◆ **PROBLEM DETAILS**: In the data, find the word "roof" and copy out every line that has it.

◆ **Stored data entries**:
__________
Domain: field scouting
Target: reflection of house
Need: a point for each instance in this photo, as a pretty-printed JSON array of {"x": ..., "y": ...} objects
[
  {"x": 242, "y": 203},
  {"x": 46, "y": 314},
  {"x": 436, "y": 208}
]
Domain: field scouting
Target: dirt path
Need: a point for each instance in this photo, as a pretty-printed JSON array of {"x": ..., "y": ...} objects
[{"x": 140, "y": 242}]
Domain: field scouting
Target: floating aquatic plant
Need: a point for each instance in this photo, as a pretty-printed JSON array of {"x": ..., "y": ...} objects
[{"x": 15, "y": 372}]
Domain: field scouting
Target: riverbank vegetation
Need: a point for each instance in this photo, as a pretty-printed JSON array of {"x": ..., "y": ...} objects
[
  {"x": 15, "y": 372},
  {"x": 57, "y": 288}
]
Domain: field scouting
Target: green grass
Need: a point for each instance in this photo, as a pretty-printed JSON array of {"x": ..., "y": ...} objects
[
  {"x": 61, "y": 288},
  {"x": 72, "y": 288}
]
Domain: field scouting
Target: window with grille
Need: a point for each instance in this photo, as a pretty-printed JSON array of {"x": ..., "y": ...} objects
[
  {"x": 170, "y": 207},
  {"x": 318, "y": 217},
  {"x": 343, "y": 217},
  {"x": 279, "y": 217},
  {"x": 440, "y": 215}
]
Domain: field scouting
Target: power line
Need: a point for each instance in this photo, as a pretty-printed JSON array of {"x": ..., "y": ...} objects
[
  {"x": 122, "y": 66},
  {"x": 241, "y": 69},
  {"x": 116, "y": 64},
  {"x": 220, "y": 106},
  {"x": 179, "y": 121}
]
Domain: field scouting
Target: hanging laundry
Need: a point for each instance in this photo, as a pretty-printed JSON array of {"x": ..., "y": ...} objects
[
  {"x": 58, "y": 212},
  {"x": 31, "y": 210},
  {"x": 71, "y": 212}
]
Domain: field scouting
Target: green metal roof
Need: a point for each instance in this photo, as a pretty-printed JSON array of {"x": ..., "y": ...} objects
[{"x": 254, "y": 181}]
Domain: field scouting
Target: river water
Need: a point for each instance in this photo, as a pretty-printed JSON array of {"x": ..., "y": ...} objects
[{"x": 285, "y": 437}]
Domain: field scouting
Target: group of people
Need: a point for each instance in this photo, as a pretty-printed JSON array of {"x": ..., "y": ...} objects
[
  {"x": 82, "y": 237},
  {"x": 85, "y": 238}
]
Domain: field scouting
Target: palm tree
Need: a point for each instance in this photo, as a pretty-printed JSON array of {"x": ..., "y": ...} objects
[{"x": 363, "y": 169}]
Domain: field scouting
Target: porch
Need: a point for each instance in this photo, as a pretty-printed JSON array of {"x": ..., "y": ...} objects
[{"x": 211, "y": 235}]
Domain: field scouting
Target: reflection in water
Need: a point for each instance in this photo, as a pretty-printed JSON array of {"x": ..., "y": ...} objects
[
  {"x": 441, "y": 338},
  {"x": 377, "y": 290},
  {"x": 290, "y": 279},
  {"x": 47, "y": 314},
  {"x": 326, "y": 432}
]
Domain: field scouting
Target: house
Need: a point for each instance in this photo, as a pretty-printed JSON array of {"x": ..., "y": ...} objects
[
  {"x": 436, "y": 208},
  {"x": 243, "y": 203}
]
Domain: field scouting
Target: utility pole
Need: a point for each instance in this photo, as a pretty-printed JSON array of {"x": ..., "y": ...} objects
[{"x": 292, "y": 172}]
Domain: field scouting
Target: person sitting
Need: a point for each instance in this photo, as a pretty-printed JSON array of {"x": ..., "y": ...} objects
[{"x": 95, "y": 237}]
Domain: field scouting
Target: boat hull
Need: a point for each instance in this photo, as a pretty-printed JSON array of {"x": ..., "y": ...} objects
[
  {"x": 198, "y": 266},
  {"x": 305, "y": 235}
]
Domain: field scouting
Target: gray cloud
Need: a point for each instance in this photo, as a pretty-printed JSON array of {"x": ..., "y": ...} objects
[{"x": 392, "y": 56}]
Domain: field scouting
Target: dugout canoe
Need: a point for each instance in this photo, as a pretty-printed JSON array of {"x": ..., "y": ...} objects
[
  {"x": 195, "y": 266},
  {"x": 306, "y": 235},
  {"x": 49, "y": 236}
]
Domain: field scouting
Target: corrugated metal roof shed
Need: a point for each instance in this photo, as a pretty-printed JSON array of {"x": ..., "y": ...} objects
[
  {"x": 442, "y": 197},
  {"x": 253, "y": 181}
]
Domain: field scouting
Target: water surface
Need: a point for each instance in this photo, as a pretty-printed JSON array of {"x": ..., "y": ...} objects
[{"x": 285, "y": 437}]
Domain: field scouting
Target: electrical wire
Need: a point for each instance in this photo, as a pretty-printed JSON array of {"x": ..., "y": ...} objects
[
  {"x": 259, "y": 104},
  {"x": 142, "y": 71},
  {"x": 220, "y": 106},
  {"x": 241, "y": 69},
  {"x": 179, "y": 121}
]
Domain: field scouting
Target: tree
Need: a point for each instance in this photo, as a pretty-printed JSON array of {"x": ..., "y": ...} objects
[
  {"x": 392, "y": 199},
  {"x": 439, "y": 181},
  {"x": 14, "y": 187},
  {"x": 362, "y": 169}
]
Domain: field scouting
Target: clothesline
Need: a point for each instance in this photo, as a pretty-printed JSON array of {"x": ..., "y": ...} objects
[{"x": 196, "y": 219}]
__________
◆ **TASK SOLUTION**:
Target: green metal roof
Target: corrugated metal roof shed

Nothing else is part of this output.